- **Supplied records**:
═══

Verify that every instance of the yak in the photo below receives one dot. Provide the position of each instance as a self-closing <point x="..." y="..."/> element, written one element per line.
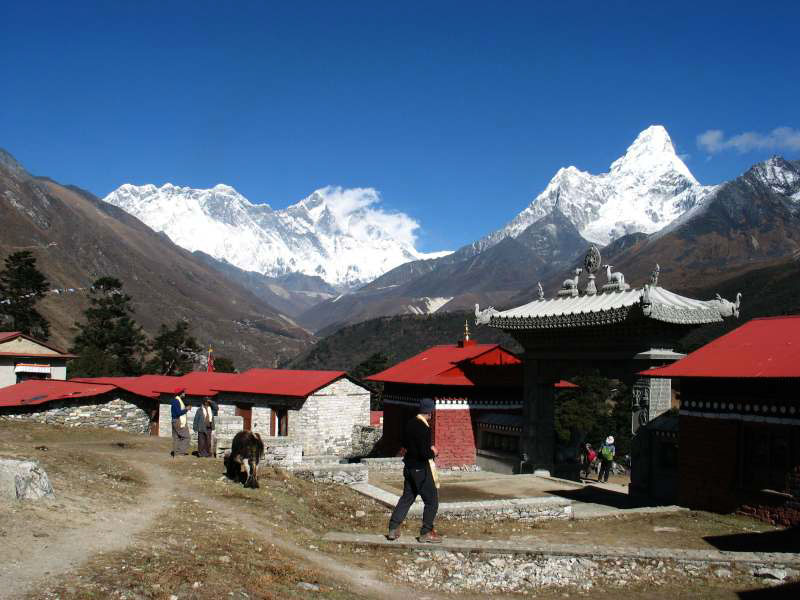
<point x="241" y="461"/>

═══

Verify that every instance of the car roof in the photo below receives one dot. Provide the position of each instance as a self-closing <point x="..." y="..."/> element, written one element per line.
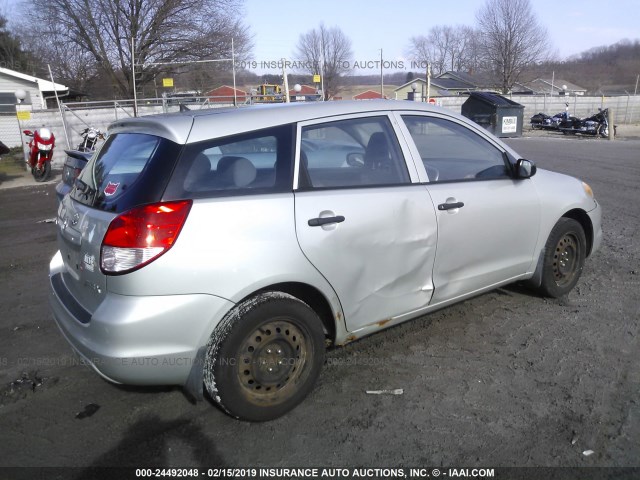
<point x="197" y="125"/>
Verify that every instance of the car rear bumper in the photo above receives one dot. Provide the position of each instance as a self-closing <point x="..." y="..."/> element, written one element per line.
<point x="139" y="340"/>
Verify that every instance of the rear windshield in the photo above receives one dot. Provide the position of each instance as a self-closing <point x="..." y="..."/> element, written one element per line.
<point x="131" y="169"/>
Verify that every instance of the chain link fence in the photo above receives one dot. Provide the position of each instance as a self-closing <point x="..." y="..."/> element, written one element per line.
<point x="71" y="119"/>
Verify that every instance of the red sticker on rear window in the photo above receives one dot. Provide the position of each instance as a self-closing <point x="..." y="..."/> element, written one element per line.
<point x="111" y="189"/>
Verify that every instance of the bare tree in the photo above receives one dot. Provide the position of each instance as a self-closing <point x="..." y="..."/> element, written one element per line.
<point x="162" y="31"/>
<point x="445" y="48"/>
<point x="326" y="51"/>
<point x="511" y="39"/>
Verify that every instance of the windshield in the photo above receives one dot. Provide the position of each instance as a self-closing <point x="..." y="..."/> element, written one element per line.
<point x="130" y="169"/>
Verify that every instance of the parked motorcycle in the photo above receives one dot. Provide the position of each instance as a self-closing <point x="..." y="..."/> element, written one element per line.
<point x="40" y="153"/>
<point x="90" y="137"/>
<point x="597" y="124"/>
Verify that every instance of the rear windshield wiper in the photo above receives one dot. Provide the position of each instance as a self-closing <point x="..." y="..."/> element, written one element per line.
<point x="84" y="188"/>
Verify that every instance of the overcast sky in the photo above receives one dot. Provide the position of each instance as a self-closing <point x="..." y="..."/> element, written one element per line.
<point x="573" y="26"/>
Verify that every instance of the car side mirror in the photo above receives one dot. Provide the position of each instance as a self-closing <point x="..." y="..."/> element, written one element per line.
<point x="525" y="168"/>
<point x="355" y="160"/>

═══

Extract every line of the data above that contains the string "below" and copy each one unchanged. Matching is case-sensitive.

- **Result of the task**:
Verify that every instance of the yak in the photo below receives one dot. Provide the position of each instance as a self-closing <point x="..." y="..."/> element, written one element per line.
Verify that every instance of the car roof in the photo below receives one dot. Provide the position of each instance as a self-closing <point x="..." y="..."/> element, written one element per line.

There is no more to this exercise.